-- Source extract --
——
The energy supply device and the power tool can be connected to each other in such a way that a straight or a “slanted” stop is formed between the components of the interface. In the case of a straight stop, the second contact normal force is preferably formed in the second contact region in such a way that the second contact normal force is arranged substantially parallel to the insertion direction of the energy supply device (cf.(top)). A slanted stop is preferably characterized in that an angle which is smaller than 90 degrees is formed between the first and the second contact normal force. If a slanted stop is formed between the components of the power tool, the second contact normal force can have a substantial force component which preferably acts in the insertion direction (cf.(bottom)). Slanted stops can be achieved, for example, by chamfered contact surfaces.

In this case, it may be preferred in the context of the invention that the contact normal forces form an angle Delta with each other which is smaller than 90 degrees. It is preferred in the context of the invention that the angle Delta between the first contact normal force and the second contact normal force lies in an angular range of greater than 10 degrees, preferably greater than 45 degrees, and particularly preferably greater than 60 degrees. The angle Delta thus preferably lies in an angular range from 10 to 90 degrees, preferably in an angular range from 45 to 90 degrees, and particularly preferably in an angular range from 60 to 90 degrees. The position of the angle Delta can be seen from. Since the angle Delta lies in one of the stated angular ranges, the second contact normal force can have a substantial force component in the insertion direction.

The variant with slanted stop can preferably be used in such cases where centering of the plug on the blade is desired. The plug can thus be prevented from rotating as a result of accelerations. In this way, a detrimental relative movement can advantageously be reduced for both contact regions.

Many interfaces, as known from the prior art, only have a contact region for the transmission of electrical energy in which the occurring contact normal forces are normal, i.e. perpendicular, to the insertion direction. As a result, in such interfaces the contact normal forces do not have a significant force component in the insertion direction. By having different contact normal forces with different orientations and also contact normal forces or components of contact normal forces acting in the insertion direction in the context of the present invention, both the current transmission capability of the interface can be improved and a particularly robust and stable connection between the contact partners can be enabled.

It is preferred in the context of the invention that the interface comprises at least one elastic means for reducing a relative movement between the male contact partner and the female contact partner. In addition, it may be preferred that the elastic means for reducing the relative movement between the contact partners is configured to engage the at least one male contact partner and/or the at least one female contact partner. In a very particularly preferred exemplary embodiment of the invention, the elastic means for reducing the relative movement between the power contacts of the interface engages the female contact partner. Thus, in this exemplary embodiment of the invention, for example, the at least one female contact partner of the interface is present in a spring-mounted manner, wherein the at least one female contact partner is moreover preferably present at the energy supply device. The elastic means for reducing the relative movement is preferably also referred to as “elastic spring-mounting means” in the context of the invention. It is noted that the elastic means of the interface is an elastic means for spring mounting a male and/or female contact partner. Thus, the invention departs from the multitude of elastic means known from the prior art between the power tool and an interface region of the power tool. It has been shown that spring-mounting the contact partners of an interface in combination with differently oriented contact normal forces can significantly improve the current conductivity of the interface, as well as the robustness of the connection. This applies in particular if particularly large amounts of current or electrical energy are to be transmitted with the interface and if, in addition, the transmission of the electrical energy is to take place over a long time and/or under site conditions, i.e. sometimes with strong vibrations. These advantages result in particular from the elastic spring mounting of the contact partners in two spatial directions described above, which can be brought about by the at least one elastic means on the one hand and the design in particular of the female contact partners as bending contacts on the other.
——
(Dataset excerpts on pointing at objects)
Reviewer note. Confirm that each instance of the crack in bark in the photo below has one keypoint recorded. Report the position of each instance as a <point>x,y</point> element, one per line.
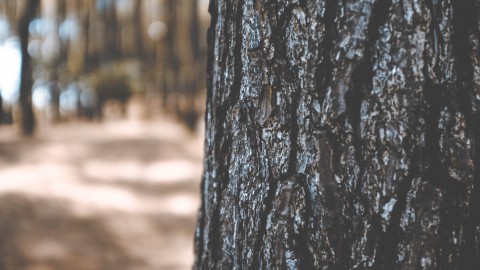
<point>325,68</point>
<point>388,243</point>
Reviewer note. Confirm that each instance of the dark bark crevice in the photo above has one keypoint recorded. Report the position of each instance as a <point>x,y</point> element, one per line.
<point>387,251</point>
<point>464,23</point>
<point>237,53</point>
<point>262,227</point>
<point>324,70</point>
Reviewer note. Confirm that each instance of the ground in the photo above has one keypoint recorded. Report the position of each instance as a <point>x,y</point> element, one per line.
<point>121,194</point>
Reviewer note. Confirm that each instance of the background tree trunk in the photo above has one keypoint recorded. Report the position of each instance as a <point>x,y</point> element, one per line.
<point>26,81</point>
<point>341,135</point>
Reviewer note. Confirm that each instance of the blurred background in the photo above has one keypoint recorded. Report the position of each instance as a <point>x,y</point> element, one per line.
<point>101,132</point>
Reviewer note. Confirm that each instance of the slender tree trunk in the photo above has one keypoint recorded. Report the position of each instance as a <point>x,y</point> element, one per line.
<point>341,135</point>
<point>26,81</point>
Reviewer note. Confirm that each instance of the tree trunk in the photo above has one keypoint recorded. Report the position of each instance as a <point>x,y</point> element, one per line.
<point>26,81</point>
<point>341,135</point>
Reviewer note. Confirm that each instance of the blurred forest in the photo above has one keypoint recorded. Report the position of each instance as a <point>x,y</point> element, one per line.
<point>73,59</point>
<point>109,97</point>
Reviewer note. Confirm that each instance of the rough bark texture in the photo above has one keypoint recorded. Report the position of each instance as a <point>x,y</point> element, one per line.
<point>342,135</point>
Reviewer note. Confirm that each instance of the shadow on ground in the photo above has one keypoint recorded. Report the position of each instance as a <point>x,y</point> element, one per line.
<point>100,196</point>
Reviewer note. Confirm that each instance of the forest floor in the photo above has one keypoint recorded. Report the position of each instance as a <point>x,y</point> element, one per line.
<point>119,195</point>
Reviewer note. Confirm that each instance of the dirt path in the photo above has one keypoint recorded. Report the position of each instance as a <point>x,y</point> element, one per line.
<point>90,196</point>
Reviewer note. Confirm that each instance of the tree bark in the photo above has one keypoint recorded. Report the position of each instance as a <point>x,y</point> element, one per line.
<point>26,81</point>
<point>341,135</point>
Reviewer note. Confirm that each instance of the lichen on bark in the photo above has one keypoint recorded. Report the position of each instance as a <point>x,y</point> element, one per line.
<point>341,135</point>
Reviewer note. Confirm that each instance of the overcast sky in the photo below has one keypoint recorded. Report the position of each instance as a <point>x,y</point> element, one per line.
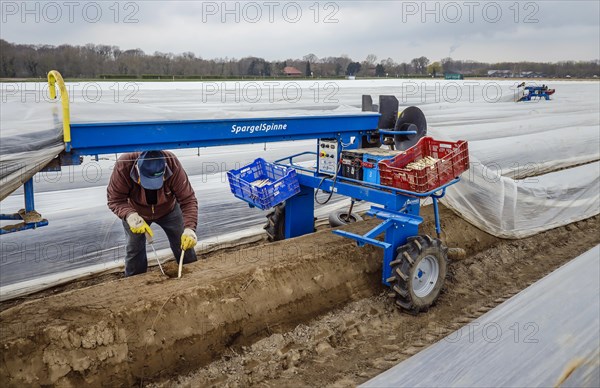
——
-- Objectives --
1) In the interface passage, what is one way slanted stops can be achieved?
2) Using the interface passage, explain why the slanted-stop variant is suited to cases where the plug should be centered on the blade.
Rely only on the interface passage for your answers.

-- Solutions for each task --
1) Slanted stops can be achieved by chamfered contact surfaces.

2) With a slanted stop, the plug can be kept from rotating as a result of accelerations. This reduces detrimental relative movement in both contact regions.